ST. PAUL, Minn. — The holiday weekend brought another mass shooting to Texas, the second in less than a month. But one psychiatrist who studies gun violence says blaming mass shootings on mental illness won't stop future incidents.

Police say the latest suspect, a white male in his 30s, used an AR-type assault rifle - a common factor across recent mass shootings. Amy Barnhorst, vice chair of community psychiatry at the University of California Davis, said many of the shooters would not fit a diagnosis of being mentally ill.

"I think there's a perception that anybody who would do something this horrible must, by definition, be mentally ill,” Barnhorst said. “But they don't have a specific mental illness that we could treat, or that we have medications for."

Following two recent shootings in El Paso and Dayton, Ohio, President Donald Trump said he was considering revised laws to reduce gun violence, but has since retreated from that position, instead touting new mental institutions as a solution. The weekend shooting in Texas left seven dead and 20 injured. The gunman began shooting people at random after a traffic stop by police.

Extracted records:
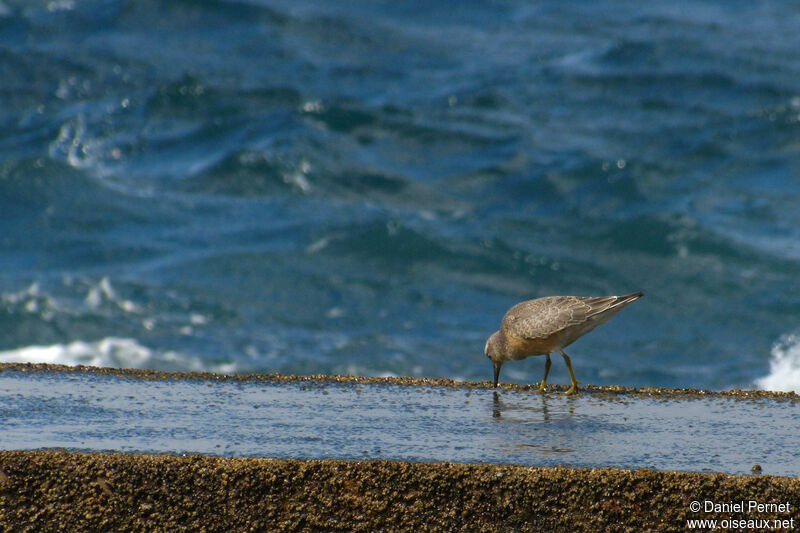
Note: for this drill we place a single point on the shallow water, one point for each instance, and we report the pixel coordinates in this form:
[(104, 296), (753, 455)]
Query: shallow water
[(365, 187), (329, 420)]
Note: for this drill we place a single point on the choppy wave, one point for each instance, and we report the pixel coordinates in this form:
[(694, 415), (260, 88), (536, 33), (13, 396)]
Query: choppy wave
[(784, 366), (111, 352)]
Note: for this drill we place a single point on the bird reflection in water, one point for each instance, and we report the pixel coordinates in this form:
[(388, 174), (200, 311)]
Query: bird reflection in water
[(498, 406)]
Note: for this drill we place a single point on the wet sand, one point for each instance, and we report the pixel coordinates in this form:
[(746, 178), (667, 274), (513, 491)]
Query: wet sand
[(650, 392), (59, 491)]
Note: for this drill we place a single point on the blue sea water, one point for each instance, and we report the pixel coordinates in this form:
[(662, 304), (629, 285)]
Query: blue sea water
[(366, 187)]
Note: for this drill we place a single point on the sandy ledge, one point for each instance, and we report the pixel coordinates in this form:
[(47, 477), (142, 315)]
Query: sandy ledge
[(607, 390), (60, 491)]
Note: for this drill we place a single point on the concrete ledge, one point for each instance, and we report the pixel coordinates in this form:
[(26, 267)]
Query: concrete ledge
[(59, 491)]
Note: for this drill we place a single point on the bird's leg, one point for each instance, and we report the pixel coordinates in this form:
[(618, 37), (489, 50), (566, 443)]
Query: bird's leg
[(574, 388), (542, 385)]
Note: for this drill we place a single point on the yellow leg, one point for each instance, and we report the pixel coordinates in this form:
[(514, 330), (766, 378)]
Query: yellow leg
[(542, 385), (574, 388)]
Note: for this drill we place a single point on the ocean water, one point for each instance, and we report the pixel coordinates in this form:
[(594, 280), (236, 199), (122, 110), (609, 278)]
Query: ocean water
[(365, 187)]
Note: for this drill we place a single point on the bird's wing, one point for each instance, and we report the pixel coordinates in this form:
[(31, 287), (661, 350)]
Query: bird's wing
[(543, 317)]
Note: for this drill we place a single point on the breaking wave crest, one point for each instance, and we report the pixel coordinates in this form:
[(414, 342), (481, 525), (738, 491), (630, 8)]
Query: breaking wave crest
[(784, 366), (111, 352)]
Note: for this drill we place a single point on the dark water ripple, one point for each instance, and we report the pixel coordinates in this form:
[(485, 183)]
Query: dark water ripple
[(311, 187)]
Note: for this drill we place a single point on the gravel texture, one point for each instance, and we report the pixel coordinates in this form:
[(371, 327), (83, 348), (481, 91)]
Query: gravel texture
[(607, 390), (60, 491)]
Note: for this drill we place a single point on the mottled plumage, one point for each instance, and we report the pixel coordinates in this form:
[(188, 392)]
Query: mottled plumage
[(546, 325)]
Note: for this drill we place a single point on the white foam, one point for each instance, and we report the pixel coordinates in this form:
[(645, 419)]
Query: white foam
[(784, 366), (111, 352)]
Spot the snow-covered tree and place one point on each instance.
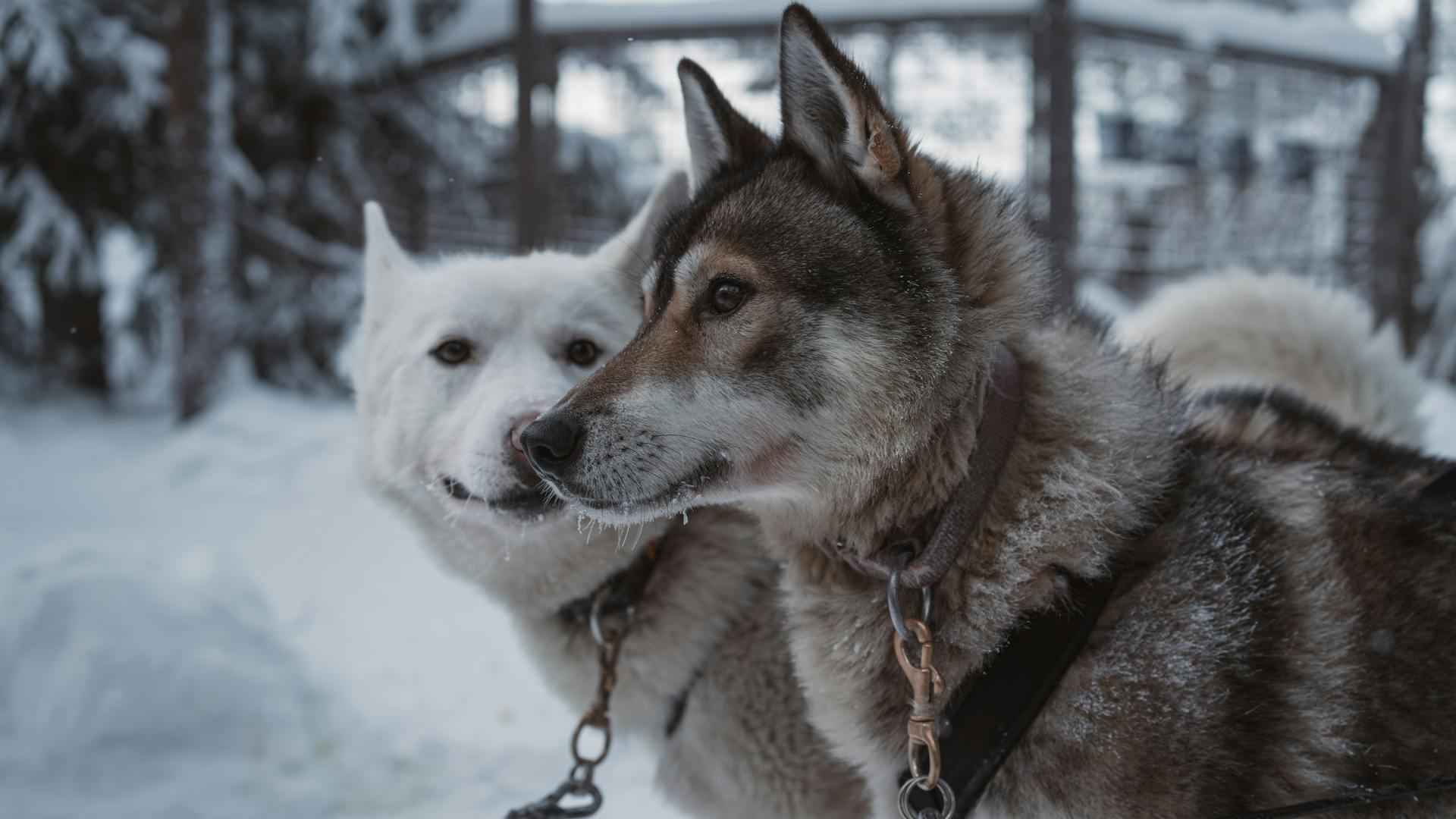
(83, 152)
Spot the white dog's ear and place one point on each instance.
(629, 253)
(718, 137)
(384, 261)
(830, 111)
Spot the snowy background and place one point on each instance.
(213, 618)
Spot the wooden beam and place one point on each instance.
(1056, 74)
(528, 183)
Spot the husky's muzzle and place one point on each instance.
(552, 445)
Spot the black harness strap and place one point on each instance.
(1439, 497)
(623, 588)
(992, 710)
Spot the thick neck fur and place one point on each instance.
(1092, 419)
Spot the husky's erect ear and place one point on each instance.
(830, 110)
(718, 137)
(629, 253)
(384, 261)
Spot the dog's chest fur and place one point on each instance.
(1283, 626)
(707, 651)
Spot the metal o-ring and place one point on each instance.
(897, 618)
(941, 789)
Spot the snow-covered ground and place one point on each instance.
(220, 623)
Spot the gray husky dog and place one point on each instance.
(1239, 330)
(826, 321)
(456, 357)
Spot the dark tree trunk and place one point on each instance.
(200, 242)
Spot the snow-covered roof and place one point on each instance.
(1323, 36)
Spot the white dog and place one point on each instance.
(456, 359)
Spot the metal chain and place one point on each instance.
(580, 784)
(925, 686)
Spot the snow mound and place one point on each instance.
(121, 676)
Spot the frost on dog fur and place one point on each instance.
(440, 442)
(826, 314)
(1237, 330)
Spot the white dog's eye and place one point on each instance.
(582, 353)
(452, 352)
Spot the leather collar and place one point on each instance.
(623, 588)
(963, 512)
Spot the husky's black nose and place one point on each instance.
(551, 445)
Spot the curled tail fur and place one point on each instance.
(1320, 341)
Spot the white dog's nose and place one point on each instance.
(517, 428)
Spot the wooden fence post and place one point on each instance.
(528, 188)
(1398, 265)
(1056, 110)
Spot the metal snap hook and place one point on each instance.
(897, 617)
(599, 634)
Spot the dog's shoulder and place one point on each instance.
(1277, 425)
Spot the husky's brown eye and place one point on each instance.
(726, 297)
(452, 352)
(582, 353)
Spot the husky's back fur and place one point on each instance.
(455, 359)
(821, 324)
(1239, 330)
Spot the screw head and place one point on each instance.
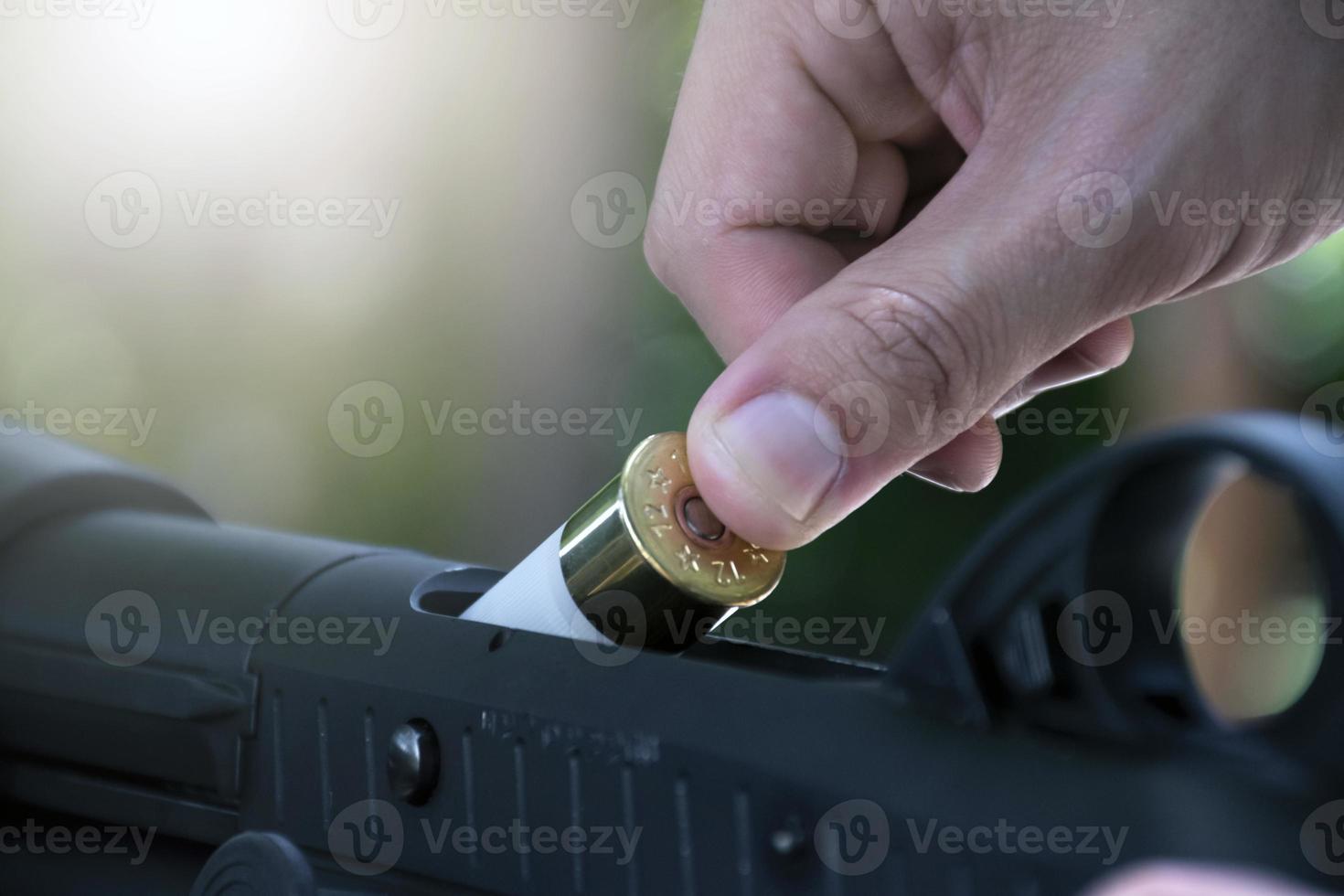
(413, 762)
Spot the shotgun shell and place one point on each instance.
(644, 563)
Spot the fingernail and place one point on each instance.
(774, 441)
(943, 478)
(1063, 371)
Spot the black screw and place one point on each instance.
(413, 762)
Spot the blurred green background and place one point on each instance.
(483, 293)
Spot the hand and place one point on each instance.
(1175, 880)
(898, 229)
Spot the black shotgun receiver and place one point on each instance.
(188, 707)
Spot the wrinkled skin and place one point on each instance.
(964, 289)
(971, 291)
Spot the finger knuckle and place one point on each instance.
(923, 349)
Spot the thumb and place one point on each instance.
(910, 348)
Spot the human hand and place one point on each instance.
(1178, 880)
(860, 349)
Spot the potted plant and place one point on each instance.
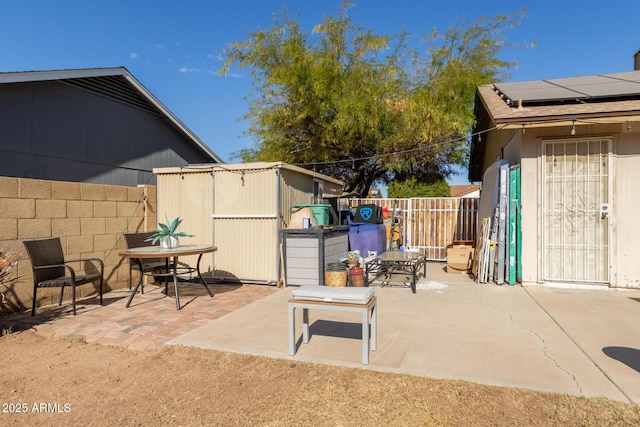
(167, 234)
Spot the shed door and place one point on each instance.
(576, 210)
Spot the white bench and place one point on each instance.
(349, 299)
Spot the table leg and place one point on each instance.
(135, 289)
(292, 330)
(365, 336)
(204, 282)
(175, 281)
(305, 325)
(414, 278)
(374, 326)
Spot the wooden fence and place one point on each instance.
(430, 224)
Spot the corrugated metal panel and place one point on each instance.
(246, 192)
(251, 204)
(246, 249)
(246, 224)
(190, 197)
(296, 189)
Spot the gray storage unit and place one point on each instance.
(308, 251)
(242, 209)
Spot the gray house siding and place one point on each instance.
(71, 130)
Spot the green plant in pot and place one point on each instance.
(167, 234)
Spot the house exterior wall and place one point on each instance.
(625, 205)
(88, 218)
(51, 130)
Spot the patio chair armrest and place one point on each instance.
(70, 269)
(98, 260)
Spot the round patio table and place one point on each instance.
(171, 256)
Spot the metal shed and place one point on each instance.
(242, 209)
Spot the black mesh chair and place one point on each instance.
(149, 265)
(51, 270)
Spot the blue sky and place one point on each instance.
(172, 47)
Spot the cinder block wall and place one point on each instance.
(89, 219)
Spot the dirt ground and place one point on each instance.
(54, 381)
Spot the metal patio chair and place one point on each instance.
(51, 270)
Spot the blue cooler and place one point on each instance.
(368, 237)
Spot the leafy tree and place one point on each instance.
(411, 187)
(363, 107)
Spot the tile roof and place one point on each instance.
(463, 190)
(519, 113)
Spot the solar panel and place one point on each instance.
(573, 88)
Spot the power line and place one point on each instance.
(378, 156)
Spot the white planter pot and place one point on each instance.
(169, 242)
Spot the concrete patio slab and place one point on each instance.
(583, 342)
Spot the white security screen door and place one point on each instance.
(576, 210)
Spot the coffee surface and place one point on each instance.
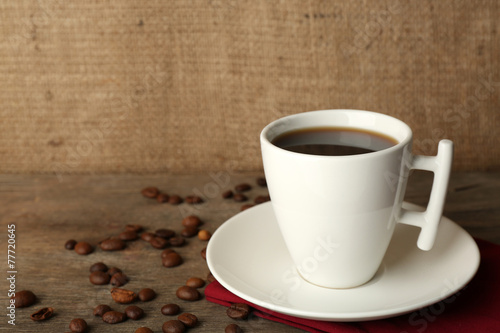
(333, 141)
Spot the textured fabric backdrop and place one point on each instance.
(187, 85)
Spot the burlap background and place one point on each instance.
(187, 85)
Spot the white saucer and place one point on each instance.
(247, 255)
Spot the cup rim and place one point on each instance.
(401, 143)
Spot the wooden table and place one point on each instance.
(48, 211)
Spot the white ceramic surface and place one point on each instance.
(337, 213)
(248, 256)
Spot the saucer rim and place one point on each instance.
(332, 316)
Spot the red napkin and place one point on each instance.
(475, 308)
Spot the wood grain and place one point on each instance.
(47, 213)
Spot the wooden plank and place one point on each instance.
(47, 212)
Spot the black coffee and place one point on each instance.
(333, 141)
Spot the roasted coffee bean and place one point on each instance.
(118, 279)
(172, 259)
(112, 244)
(261, 199)
(188, 293)
(42, 314)
(150, 192)
(113, 270)
(101, 309)
(143, 330)
(99, 278)
(195, 282)
(238, 311)
(245, 207)
(194, 199)
(203, 253)
(114, 317)
(233, 328)
(239, 197)
(204, 235)
(128, 235)
(261, 181)
(162, 198)
(78, 325)
(23, 298)
(175, 200)
(134, 227)
(70, 245)
(123, 296)
(227, 194)
(170, 309)
(134, 312)
(189, 232)
(177, 241)
(173, 326)
(147, 236)
(146, 294)
(188, 319)
(98, 266)
(242, 187)
(165, 233)
(83, 248)
(159, 242)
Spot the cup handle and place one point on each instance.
(428, 220)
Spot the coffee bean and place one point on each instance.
(78, 325)
(189, 232)
(70, 245)
(112, 244)
(177, 241)
(159, 242)
(134, 227)
(173, 326)
(128, 235)
(134, 312)
(42, 314)
(123, 296)
(204, 235)
(118, 279)
(188, 319)
(143, 330)
(113, 270)
(147, 236)
(195, 282)
(227, 194)
(172, 259)
(239, 197)
(238, 311)
(188, 293)
(99, 278)
(170, 309)
(242, 187)
(98, 266)
(101, 309)
(83, 248)
(194, 199)
(175, 200)
(261, 181)
(114, 317)
(150, 192)
(233, 328)
(23, 298)
(146, 294)
(162, 198)
(165, 233)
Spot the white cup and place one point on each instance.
(337, 213)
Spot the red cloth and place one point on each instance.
(475, 308)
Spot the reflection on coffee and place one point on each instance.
(333, 141)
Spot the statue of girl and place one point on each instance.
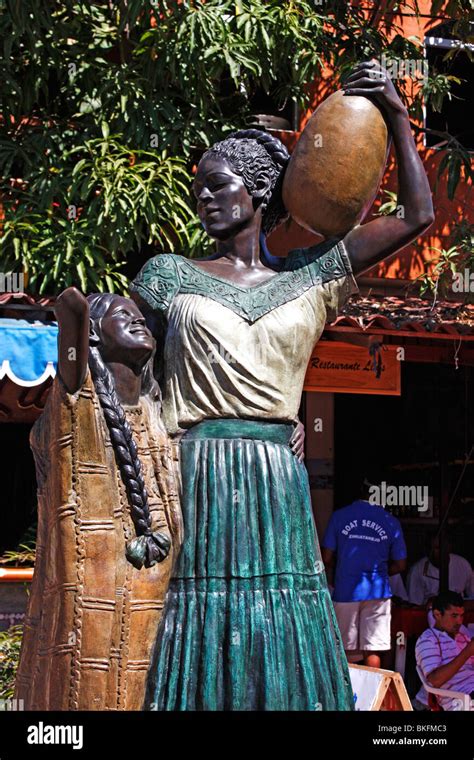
(248, 622)
(109, 524)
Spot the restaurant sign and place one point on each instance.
(344, 368)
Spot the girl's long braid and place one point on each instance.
(148, 547)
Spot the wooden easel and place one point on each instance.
(381, 689)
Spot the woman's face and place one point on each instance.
(224, 204)
(124, 335)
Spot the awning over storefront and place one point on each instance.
(28, 351)
(28, 362)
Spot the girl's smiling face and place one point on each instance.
(224, 204)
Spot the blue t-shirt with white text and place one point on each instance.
(365, 537)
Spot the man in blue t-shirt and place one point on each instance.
(367, 545)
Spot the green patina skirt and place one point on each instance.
(248, 622)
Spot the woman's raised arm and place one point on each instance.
(72, 312)
(372, 242)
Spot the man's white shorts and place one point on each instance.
(365, 626)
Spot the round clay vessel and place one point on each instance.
(337, 166)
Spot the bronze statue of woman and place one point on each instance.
(248, 622)
(109, 524)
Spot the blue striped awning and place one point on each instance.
(28, 351)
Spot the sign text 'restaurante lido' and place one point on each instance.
(344, 368)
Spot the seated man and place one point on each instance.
(445, 653)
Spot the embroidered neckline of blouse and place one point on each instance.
(166, 275)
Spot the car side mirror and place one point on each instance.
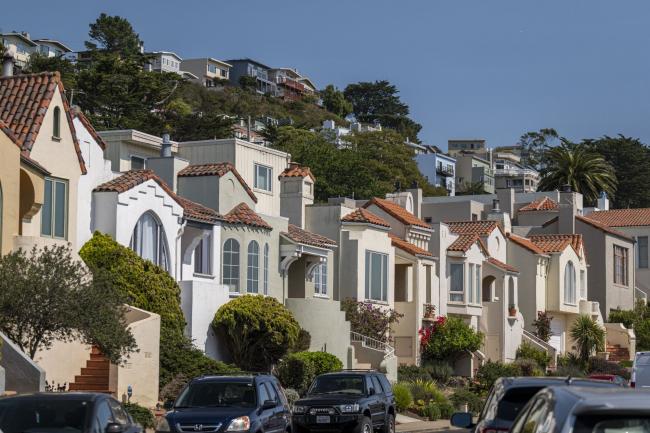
(269, 404)
(461, 420)
(114, 428)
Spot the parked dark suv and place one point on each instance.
(252, 403)
(351, 401)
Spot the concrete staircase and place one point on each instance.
(618, 353)
(95, 376)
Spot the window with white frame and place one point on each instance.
(203, 256)
(253, 274)
(54, 212)
(456, 282)
(320, 279)
(149, 240)
(569, 284)
(376, 276)
(230, 273)
(263, 175)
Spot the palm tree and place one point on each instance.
(574, 164)
(588, 335)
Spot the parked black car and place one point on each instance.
(509, 395)
(252, 403)
(351, 401)
(70, 412)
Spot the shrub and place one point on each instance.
(141, 415)
(410, 373)
(370, 320)
(298, 370)
(528, 351)
(489, 372)
(462, 396)
(403, 397)
(449, 338)
(257, 330)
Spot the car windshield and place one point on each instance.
(215, 394)
(513, 400)
(612, 424)
(338, 385)
(51, 415)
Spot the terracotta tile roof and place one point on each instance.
(408, 247)
(297, 170)
(501, 265)
(242, 214)
(525, 243)
(556, 243)
(397, 212)
(301, 236)
(24, 101)
(622, 217)
(482, 228)
(216, 169)
(542, 204)
(361, 215)
(602, 227)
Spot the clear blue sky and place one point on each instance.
(490, 69)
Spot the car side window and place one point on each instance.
(118, 412)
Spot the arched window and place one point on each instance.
(149, 241)
(253, 275)
(230, 274)
(56, 123)
(569, 283)
(266, 269)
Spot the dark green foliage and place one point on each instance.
(141, 415)
(528, 351)
(47, 296)
(257, 330)
(298, 370)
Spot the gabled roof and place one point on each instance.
(602, 227)
(242, 214)
(622, 217)
(525, 243)
(361, 215)
(300, 236)
(408, 247)
(297, 170)
(542, 204)
(216, 169)
(556, 243)
(482, 228)
(397, 212)
(24, 101)
(499, 264)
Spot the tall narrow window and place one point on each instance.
(54, 211)
(456, 283)
(253, 275)
(266, 269)
(230, 274)
(56, 126)
(149, 241)
(620, 265)
(569, 284)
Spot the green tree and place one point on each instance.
(47, 296)
(576, 165)
(631, 162)
(588, 335)
(257, 330)
(335, 102)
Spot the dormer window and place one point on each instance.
(56, 124)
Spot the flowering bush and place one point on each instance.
(370, 320)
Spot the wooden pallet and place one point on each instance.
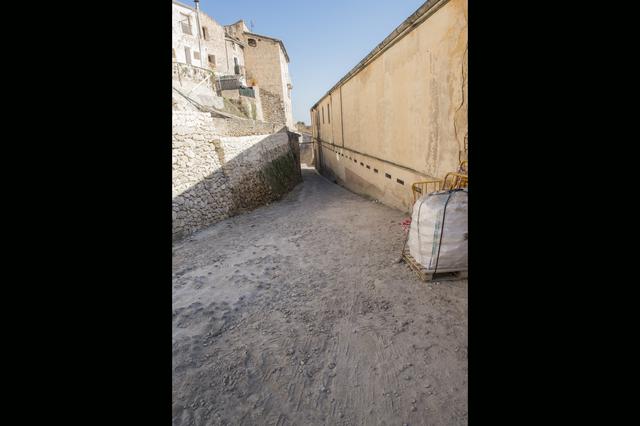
(425, 275)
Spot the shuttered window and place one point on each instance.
(185, 22)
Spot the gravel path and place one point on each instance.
(297, 314)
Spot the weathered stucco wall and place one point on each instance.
(404, 113)
(267, 67)
(215, 177)
(215, 43)
(181, 39)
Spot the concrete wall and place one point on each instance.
(404, 113)
(215, 177)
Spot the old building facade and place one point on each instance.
(400, 115)
(237, 58)
(267, 64)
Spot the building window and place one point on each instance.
(185, 22)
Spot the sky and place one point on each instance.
(324, 39)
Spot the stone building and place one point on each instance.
(267, 65)
(400, 115)
(237, 58)
(185, 47)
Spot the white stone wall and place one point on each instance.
(179, 40)
(216, 176)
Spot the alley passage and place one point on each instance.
(297, 314)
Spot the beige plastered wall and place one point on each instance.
(404, 113)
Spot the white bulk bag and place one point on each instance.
(435, 229)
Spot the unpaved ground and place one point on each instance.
(296, 314)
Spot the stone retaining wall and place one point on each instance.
(217, 176)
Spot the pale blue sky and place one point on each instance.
(324, 39)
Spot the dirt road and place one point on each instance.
(296, 314)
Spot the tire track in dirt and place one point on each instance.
(296, 314)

*Exercise details*
Pick up the article on mass shootings and mental illness after its last sentence and continue it.

*Answer below*
According to a survey from the Treatment Advocacy Center, the number of state hospital beds that serve the nation's most seriously ill patients has fallen from more than 550,000 in the 1950s to fewer than 38,000 in the first half of 2016.

Barnhorst said expanding mental health services is necessary, but won't produce miracles.

“Because we really do need more money, more beds, more therapists, more doctors - our mental health system is really failing,” she said. “But if we want to address the mass shooting problem, addressing the mental health system is not going to help."

Barnhorst said what ties together many of the perpetrators is a sense of both victimhood and entitlement - with several expressing envy of others and feeling they deserve something the world isn't providing.